Bounding-box records
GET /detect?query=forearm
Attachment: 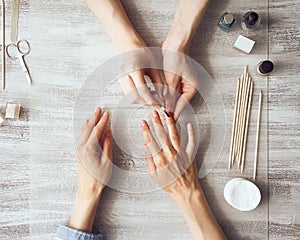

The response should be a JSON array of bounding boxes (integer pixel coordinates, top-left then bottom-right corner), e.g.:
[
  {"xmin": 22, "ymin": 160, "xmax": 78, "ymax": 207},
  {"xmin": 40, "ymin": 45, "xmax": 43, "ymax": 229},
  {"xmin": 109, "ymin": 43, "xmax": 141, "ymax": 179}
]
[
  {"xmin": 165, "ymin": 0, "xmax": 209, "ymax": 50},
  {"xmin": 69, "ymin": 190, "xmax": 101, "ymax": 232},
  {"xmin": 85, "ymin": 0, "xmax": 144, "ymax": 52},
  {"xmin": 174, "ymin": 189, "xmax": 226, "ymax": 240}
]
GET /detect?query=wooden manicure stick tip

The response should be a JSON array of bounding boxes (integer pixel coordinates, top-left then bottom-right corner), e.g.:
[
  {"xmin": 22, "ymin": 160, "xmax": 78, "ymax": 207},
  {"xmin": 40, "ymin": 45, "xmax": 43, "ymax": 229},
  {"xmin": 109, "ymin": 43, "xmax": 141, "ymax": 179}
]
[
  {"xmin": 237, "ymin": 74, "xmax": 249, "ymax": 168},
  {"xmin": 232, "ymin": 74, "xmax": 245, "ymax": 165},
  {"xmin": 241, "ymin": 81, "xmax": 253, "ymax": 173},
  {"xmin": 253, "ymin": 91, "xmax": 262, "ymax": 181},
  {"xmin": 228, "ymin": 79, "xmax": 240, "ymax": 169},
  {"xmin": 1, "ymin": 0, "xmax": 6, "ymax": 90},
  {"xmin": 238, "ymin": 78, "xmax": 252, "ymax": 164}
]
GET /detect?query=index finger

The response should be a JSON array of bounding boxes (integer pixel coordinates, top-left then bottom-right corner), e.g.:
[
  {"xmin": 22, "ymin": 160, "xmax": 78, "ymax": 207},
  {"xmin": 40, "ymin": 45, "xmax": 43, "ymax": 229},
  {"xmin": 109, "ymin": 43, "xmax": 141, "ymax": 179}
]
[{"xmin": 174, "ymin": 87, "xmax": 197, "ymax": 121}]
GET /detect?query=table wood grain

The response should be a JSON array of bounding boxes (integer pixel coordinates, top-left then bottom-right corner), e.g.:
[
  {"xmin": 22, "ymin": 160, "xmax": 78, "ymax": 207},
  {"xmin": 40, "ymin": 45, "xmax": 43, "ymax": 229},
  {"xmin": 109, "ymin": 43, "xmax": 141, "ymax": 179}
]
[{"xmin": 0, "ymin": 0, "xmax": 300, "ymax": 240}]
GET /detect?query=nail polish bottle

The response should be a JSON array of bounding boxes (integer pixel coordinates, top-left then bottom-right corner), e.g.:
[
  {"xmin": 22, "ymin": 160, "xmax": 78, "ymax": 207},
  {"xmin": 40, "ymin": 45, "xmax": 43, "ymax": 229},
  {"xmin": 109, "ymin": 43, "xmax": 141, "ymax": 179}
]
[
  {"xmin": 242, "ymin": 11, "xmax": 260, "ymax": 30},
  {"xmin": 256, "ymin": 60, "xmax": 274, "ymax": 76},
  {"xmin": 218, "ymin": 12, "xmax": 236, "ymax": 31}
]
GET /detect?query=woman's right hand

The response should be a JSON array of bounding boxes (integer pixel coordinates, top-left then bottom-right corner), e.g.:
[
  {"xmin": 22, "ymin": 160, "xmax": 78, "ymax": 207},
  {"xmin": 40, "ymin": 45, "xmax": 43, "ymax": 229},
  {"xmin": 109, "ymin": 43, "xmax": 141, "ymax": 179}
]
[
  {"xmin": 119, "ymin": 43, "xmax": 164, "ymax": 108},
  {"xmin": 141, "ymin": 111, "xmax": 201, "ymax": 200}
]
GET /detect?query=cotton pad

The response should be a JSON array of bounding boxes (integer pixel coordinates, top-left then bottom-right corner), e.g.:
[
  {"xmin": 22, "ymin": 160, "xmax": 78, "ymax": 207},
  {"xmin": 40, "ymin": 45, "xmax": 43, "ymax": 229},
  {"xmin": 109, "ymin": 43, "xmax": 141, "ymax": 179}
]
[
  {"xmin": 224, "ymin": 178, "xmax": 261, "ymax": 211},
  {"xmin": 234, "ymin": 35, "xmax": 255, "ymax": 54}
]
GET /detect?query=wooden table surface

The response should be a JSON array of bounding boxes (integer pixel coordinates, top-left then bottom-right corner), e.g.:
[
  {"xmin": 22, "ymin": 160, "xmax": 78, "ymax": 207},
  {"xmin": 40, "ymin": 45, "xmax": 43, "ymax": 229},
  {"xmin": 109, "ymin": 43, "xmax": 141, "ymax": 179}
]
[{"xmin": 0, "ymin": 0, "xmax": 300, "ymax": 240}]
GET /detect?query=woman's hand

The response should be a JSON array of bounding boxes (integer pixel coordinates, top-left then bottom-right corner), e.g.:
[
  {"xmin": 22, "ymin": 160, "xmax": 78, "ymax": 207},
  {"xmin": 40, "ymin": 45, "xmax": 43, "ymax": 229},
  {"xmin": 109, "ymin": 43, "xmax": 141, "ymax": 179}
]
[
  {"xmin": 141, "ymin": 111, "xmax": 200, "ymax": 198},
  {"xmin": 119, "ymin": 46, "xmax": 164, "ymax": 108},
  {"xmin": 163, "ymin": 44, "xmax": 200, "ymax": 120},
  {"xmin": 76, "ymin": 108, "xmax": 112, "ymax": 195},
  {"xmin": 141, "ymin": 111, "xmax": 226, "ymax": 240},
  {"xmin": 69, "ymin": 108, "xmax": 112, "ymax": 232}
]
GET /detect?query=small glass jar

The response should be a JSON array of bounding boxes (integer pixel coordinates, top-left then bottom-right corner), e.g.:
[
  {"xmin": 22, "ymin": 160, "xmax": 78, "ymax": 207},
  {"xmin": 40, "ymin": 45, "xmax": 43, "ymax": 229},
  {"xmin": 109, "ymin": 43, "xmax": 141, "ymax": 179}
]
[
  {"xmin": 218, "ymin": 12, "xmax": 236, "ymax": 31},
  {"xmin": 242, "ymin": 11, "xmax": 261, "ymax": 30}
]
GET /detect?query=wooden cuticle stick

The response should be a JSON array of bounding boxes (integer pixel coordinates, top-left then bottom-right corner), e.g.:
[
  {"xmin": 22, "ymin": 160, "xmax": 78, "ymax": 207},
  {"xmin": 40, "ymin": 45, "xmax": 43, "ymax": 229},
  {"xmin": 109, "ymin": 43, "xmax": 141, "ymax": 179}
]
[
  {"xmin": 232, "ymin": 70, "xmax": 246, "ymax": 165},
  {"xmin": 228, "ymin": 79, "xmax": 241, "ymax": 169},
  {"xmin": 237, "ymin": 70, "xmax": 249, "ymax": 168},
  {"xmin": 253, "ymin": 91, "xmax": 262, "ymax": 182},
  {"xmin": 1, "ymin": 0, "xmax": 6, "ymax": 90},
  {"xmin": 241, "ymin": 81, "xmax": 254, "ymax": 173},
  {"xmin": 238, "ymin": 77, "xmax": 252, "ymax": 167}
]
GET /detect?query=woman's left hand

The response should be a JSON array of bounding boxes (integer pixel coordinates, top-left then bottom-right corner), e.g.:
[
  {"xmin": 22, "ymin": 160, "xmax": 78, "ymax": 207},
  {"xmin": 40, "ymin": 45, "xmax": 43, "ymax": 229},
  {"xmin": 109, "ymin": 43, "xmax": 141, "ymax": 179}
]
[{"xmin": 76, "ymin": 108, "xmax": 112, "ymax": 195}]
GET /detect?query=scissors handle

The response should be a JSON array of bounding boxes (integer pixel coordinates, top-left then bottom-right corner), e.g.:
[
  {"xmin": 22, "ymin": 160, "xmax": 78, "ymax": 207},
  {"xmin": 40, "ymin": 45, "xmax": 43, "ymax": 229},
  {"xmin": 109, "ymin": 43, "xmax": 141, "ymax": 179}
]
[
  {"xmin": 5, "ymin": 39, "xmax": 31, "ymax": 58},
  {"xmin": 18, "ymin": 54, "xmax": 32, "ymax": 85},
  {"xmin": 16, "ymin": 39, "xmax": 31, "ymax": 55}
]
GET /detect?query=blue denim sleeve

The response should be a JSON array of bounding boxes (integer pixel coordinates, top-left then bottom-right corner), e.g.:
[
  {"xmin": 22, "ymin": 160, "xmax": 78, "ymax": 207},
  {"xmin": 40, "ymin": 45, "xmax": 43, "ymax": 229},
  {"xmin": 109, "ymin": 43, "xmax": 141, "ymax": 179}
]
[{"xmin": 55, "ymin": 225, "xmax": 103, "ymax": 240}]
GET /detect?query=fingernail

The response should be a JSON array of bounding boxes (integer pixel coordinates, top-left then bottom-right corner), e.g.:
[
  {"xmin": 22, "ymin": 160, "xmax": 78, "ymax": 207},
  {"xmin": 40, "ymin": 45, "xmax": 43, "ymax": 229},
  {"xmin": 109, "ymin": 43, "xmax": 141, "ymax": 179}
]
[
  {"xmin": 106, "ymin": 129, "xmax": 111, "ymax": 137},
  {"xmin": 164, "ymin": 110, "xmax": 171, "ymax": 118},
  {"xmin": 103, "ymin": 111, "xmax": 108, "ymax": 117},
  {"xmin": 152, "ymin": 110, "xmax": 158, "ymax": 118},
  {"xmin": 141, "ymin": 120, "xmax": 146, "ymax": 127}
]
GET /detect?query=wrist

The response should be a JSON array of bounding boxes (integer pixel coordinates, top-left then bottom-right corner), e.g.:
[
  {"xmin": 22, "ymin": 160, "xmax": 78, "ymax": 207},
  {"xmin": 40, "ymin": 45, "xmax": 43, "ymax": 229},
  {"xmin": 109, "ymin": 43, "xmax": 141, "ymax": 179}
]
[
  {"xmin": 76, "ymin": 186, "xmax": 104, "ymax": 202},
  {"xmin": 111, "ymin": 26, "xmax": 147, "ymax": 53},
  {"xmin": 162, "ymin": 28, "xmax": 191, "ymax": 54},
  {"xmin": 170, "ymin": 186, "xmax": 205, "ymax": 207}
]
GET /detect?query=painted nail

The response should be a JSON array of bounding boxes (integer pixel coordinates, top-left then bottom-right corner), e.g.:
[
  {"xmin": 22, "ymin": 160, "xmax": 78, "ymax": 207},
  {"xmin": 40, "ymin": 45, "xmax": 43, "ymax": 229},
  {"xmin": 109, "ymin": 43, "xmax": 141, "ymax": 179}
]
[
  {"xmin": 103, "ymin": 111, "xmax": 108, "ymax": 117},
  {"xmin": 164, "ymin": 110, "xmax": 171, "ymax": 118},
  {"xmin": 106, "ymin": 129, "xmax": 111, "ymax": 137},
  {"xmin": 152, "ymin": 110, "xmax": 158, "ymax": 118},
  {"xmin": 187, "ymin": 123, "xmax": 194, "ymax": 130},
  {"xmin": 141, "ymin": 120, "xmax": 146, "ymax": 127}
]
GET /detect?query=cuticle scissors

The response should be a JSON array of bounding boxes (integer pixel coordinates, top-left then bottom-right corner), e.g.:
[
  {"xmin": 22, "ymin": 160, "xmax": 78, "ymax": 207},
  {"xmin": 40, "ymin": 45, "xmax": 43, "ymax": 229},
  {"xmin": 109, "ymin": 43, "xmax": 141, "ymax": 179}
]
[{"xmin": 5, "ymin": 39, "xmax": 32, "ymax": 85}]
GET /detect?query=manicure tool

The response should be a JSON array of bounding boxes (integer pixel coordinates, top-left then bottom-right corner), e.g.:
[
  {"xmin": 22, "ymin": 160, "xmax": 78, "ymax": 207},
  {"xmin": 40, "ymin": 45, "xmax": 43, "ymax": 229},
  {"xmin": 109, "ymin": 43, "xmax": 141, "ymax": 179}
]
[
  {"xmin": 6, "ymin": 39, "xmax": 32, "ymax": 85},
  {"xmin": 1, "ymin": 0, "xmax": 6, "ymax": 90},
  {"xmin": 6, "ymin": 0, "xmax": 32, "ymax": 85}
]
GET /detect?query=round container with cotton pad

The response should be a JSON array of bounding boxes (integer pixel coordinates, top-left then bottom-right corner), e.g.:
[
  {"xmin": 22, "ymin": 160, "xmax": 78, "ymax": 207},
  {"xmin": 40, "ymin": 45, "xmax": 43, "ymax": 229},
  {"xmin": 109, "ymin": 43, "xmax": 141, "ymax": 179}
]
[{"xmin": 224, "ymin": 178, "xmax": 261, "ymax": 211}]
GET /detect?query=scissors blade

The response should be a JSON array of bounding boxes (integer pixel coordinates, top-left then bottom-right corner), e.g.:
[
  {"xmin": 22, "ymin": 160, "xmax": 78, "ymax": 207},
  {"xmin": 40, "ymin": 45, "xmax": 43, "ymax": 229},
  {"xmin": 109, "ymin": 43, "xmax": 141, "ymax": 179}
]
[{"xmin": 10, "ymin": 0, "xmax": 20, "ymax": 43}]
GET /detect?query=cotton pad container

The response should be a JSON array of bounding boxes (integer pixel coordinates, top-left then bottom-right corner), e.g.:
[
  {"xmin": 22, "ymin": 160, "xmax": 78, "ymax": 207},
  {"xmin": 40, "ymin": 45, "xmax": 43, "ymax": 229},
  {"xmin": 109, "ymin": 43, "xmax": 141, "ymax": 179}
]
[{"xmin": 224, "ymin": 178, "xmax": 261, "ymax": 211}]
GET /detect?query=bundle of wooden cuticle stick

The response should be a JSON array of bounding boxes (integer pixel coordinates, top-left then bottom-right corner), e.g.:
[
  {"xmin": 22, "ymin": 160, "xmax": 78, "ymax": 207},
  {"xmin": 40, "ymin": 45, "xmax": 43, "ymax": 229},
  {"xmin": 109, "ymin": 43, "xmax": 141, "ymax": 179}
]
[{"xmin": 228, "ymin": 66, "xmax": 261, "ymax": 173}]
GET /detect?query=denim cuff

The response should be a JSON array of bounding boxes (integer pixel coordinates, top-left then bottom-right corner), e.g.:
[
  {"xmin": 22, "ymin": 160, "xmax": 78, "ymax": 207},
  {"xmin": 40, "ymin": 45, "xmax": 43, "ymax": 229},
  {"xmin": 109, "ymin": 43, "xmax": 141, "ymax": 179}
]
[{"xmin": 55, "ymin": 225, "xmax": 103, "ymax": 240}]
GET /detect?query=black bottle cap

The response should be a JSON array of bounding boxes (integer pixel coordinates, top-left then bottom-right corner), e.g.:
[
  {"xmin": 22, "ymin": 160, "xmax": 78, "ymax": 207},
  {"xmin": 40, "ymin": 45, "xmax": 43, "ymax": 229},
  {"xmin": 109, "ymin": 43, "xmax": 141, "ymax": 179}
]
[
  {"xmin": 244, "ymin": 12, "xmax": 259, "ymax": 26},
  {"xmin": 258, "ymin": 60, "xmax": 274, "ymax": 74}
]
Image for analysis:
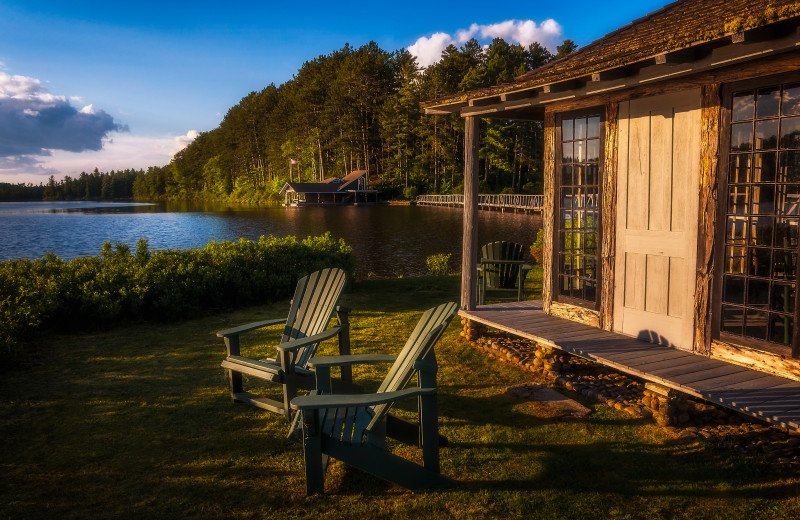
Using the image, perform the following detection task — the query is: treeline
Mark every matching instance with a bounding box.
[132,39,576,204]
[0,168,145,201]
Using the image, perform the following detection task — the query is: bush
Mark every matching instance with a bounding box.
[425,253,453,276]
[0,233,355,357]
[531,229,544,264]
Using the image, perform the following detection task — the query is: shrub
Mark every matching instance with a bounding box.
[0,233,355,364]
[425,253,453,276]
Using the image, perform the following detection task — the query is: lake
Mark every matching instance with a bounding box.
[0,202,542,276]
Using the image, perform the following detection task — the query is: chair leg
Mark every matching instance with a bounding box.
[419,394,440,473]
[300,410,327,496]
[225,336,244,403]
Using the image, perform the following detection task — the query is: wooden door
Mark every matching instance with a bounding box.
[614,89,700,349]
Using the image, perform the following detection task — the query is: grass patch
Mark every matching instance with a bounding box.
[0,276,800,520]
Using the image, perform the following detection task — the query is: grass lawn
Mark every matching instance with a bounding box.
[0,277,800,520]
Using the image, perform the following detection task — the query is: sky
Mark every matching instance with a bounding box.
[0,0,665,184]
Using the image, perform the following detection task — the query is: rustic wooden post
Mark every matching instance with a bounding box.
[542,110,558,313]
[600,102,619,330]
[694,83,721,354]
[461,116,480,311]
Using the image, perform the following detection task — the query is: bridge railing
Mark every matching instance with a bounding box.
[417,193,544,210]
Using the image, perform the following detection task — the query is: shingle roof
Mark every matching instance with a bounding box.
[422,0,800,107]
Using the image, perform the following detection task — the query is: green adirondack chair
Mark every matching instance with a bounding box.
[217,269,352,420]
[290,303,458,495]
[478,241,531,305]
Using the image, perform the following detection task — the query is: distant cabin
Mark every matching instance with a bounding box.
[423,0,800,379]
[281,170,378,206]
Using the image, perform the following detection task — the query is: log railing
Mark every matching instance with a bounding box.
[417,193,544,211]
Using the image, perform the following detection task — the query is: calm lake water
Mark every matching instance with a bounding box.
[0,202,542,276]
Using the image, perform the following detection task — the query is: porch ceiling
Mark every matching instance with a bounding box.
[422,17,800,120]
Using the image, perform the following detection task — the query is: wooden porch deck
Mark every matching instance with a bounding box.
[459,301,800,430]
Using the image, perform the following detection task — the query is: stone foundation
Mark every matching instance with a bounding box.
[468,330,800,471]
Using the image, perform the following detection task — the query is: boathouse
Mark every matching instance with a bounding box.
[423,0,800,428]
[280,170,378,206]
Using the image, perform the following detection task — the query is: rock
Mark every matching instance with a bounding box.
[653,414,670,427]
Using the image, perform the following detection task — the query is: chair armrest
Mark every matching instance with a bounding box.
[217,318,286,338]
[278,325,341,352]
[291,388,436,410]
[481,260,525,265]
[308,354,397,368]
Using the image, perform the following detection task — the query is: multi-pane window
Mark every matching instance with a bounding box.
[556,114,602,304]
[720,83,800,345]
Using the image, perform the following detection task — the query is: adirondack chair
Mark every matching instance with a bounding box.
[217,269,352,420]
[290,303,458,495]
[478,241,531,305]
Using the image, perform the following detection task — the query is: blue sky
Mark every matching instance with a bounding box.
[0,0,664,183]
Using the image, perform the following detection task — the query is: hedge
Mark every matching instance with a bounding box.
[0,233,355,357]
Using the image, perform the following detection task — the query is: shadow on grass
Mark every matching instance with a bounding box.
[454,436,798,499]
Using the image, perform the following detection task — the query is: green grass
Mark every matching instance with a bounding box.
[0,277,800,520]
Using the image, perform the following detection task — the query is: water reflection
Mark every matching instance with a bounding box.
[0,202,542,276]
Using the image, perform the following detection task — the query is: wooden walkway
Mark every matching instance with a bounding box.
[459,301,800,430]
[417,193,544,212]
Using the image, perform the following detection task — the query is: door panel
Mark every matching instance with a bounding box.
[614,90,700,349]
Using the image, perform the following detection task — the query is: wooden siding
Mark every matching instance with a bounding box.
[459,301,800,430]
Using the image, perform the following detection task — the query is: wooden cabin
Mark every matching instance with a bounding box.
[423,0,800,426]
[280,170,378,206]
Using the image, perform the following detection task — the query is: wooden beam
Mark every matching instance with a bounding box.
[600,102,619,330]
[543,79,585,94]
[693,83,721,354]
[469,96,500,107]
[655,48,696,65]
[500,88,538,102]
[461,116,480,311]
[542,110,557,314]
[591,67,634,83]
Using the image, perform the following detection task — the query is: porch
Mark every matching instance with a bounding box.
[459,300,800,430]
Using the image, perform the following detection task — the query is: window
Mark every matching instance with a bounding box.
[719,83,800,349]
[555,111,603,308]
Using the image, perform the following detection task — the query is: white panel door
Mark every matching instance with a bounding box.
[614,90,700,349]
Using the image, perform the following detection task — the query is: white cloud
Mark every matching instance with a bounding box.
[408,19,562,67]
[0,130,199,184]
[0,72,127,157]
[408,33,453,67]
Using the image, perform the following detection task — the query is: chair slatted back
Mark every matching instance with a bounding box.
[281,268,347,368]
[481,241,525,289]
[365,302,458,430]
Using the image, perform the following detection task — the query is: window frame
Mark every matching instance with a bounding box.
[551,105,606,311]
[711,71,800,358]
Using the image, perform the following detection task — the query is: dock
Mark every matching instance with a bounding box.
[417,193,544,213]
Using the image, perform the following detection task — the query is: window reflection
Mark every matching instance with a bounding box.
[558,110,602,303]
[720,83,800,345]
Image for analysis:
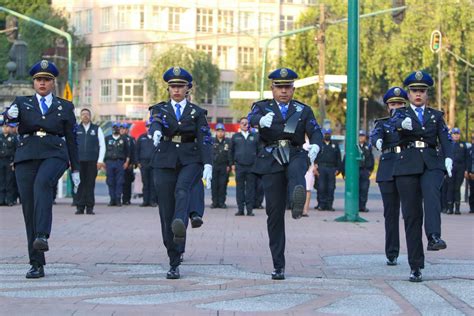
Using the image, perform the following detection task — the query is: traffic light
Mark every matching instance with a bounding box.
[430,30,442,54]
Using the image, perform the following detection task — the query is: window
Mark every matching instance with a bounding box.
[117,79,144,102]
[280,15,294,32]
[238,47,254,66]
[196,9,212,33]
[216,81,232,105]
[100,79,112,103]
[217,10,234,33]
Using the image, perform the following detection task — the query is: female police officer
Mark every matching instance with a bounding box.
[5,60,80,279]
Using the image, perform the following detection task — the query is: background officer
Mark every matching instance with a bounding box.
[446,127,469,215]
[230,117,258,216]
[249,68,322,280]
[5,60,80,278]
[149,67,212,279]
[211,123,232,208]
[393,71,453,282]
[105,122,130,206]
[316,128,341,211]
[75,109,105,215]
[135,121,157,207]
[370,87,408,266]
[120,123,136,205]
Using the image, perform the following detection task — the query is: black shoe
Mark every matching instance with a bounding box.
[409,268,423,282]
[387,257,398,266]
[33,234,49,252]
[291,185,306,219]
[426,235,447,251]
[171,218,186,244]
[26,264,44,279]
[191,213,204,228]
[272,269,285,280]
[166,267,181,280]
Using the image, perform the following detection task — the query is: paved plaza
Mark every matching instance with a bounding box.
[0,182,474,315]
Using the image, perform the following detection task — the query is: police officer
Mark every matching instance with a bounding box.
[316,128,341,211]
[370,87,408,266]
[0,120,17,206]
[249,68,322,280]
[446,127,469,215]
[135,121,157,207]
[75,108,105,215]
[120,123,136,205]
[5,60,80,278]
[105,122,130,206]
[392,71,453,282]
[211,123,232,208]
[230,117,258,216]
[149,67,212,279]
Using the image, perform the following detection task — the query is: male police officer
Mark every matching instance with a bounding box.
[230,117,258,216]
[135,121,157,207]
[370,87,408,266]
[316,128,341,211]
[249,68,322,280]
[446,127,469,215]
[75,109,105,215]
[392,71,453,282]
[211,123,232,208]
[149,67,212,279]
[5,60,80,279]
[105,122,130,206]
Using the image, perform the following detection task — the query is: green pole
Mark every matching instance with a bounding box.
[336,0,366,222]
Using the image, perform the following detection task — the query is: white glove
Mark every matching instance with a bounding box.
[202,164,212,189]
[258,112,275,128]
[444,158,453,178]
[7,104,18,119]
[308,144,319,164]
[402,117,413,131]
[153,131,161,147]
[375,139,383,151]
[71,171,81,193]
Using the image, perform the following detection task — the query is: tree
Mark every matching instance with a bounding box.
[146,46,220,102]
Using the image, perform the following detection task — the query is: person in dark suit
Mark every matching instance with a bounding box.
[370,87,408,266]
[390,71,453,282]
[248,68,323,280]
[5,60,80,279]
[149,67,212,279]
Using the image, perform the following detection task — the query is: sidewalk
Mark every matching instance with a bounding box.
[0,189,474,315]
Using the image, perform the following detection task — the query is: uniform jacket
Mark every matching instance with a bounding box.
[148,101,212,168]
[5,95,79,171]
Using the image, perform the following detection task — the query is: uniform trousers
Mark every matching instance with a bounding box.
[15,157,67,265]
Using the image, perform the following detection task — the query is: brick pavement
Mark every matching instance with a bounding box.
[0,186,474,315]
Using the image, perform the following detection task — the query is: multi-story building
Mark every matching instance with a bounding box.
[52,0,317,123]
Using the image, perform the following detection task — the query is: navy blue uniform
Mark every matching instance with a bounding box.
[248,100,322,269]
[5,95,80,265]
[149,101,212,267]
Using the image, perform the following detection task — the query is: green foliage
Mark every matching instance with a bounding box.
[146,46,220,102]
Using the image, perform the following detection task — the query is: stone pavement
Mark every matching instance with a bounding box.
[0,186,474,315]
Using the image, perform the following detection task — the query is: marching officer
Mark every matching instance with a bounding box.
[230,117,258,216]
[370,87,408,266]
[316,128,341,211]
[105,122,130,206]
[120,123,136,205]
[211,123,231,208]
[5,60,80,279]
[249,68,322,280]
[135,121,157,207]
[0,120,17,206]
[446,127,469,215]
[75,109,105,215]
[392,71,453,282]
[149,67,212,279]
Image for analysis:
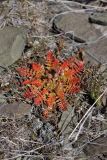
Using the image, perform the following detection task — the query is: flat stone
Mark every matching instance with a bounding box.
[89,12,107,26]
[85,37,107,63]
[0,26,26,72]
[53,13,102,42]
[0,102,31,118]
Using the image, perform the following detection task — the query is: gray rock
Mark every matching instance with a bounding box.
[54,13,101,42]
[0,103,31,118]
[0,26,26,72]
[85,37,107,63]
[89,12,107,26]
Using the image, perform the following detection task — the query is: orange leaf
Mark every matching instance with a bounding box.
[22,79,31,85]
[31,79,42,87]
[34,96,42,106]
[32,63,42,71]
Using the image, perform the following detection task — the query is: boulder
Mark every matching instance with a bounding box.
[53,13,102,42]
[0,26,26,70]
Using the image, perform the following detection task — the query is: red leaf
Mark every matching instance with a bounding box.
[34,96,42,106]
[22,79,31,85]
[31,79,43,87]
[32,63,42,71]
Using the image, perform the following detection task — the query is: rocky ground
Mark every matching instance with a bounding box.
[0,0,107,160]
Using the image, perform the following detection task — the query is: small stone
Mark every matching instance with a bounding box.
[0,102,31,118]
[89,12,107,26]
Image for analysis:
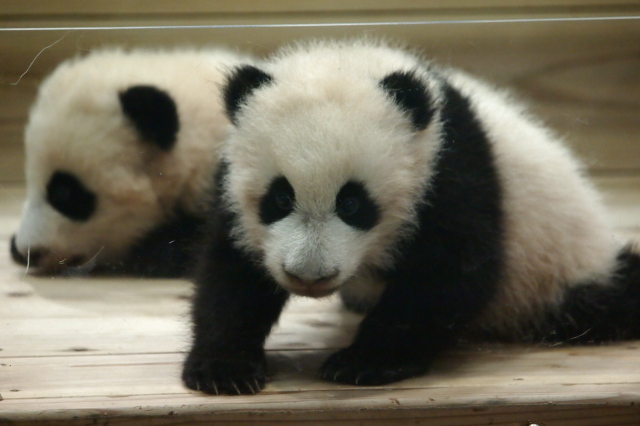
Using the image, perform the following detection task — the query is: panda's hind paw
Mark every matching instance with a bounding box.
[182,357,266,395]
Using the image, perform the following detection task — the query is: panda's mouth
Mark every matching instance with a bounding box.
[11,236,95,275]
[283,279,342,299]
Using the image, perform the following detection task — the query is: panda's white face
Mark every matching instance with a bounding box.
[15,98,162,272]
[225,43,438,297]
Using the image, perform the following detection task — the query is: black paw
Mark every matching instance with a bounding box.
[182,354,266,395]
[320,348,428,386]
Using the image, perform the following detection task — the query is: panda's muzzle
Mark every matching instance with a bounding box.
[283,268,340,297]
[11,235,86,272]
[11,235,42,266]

▶ [TASK OBJECTIVE]
Pick out each line of the records that contains the string "stick" and copy those lines.

▶ [RESULT FOR THIS TASK]
GET /detect?query=wooden manicure stick tip
GET /detect?query=wooden cuticle stick
GET /detect?query=bundle of wooden cuticle stick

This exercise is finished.